WHAT YOU SHOULD DO. Copy out every line of the listing below without any changes.

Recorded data
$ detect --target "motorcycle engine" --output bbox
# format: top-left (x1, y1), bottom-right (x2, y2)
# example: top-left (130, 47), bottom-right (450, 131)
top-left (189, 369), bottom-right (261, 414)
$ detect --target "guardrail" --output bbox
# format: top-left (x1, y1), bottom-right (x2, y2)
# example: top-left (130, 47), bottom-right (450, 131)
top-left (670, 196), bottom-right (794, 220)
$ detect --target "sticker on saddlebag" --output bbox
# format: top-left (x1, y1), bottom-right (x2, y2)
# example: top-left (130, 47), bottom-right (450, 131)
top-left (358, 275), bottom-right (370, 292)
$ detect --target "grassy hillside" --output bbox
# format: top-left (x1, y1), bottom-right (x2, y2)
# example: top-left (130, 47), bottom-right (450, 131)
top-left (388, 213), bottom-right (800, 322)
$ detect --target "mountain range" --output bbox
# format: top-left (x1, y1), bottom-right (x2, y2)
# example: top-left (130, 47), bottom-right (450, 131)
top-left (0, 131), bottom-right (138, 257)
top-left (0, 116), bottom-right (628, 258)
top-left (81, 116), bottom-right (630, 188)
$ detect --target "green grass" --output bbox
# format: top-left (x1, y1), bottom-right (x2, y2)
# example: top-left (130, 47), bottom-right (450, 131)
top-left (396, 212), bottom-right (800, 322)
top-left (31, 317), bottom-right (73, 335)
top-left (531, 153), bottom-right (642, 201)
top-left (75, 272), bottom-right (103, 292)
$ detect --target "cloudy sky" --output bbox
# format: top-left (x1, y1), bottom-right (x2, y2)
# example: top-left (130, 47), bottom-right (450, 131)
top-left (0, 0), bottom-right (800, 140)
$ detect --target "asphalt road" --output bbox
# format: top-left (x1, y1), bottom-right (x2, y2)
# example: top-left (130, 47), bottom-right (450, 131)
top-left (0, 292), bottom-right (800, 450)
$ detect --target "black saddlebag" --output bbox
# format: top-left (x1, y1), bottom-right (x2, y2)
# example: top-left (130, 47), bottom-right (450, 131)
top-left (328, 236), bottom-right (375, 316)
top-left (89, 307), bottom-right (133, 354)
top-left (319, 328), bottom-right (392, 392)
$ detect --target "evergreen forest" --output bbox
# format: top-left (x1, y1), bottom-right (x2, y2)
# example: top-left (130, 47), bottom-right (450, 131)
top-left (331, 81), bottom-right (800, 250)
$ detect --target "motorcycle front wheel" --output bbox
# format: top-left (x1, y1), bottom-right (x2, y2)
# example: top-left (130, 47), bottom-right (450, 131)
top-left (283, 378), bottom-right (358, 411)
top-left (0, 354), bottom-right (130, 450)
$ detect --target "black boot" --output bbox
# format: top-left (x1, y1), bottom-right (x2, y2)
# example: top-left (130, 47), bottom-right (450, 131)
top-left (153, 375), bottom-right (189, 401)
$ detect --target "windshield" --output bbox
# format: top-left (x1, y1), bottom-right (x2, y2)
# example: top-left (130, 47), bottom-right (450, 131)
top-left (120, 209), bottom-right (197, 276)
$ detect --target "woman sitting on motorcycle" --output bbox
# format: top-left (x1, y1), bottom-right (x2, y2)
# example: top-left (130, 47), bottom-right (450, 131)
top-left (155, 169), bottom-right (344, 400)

ANSWER.
$ detect --target "motorcycle engine" --output bbox
# format: top-left (x1, y1), bottom-right (x2, y2)
# example: top-left (130, 47), bottom-right (450, 131)
top-left (189, 369), bottom-right (261, 414)
$ detect --target "guardrail" --output bbox
# format: top-left (x1, y1), bottom-right (x2, y2)
# example: top-left (130, 47), bottom-right (450, 131)
top-left (670, 196), bottom-right (794, 220)
$ detect --target "sticker on saddlebag" --output bbox
# format: top-left (x1, y1), bottom-right (x2, y2)
# example: top-left (130, 47), bottom-right (450, 131)
top-left (358, 275), bottom-right (370, 292)
$ detect --target "grassy hillside" --output bbox
# format: top-left (x1, y1), bottom-right (x2, y2)
# example: top-left (130, 47), bottom-right (450, 131)
top-left (388, 213), bottom-right (800, 322)
$ detect --target "mountain range" --output bbox
# format: top-left (x1, y1), bottom-right (x2, y2)
# example: top-left (130, 47), bottom-right (450, 131)
top-left (0, 131), bottom-right (138, 257)
top-left (0, 116), bottom-right (628, 258)
top-left (81, 116), bottom-right (630, 188)
$ detect --target "green grass" --output bbox
# format: top-left (x1, y1), bottom-right (x2, y2)
# example: top-left (130, 47), bottom-right (450, 131)
top-left (396, 212), bottom-right (800, 322)
top-left (31, 317), bottom-right (73, 335)
top-left (531, 153), bottom-right (642, 201)
top-left (75, 272), bottom-right (103, 292)
$ detect --target "cloudy sky" --output bbox
# format: top-left (x1, y1), bottom-right (x2, y2)
# example: top-left (130, 47), bottom-right (450, 131)
top-left (0, 0), bottom-right (800, 140)
$ detect --target "asphalt road" --output bbox
# format: top-left (x1, y1), bottom-right (x2, y2)
# example: top-left (130, 47), bottom-right (450, 131)
top-left (0, 292), bottom-right (800, 450)
$ detect --target "black saddlebag" --output bbox
# format: top-left (x1, y1), bottom-right (x2, y2)
# example: top-left (130, 47), bottom-right (450, 131)
top-left (328, 236), bottom-right (375, 316)
top-left (89, 307), bottom-right (133, 354)
top-left (319, 328), bottom-right (392, 392)
$ detect --target "evergreen forest" --output bbox
# format: top-left (x1, y1), bottom-right (x2, y2)
# example: top-left (130, 47), bottom-right (450, 131)
top-left (331, 81), bottom-right (800, 250)
$ detect --target "motorcycle front wheel" --output bbox
# format: top-left (x1, y1), bottom-right (x2, y2)
# example: top-left (130, 47), bottom-right (450, 131)
top-left (283, 378), bottom-right (358, 411)
top-left (0, 354), bottom-right (130, 450)
$ detect --target "black boot" --output bbox
# format: top-left (x1, y1), bottom-right (x2, y2)
# example: top-left (130, 47), bottom-right (450, 131)
top-left (153, 375), bottom-right (189, 401)
$ detect --target "windshield" --output bbox
# format: top-left (x1, y1), bottom-right (x2, y2)
# example: top-left (130, 47), bottom-right (450, 131)
top-left (120, 209), bottom-right (197, 276)
$ detect --target "woman sitting on motorcycle" --output bbox
# format: top-left (x1, y1), bottom-right (x2, y2)
# example: top-left (130, 47), bottom-right (450, 131)
top-left (155, 169), bottom-right (344, 400)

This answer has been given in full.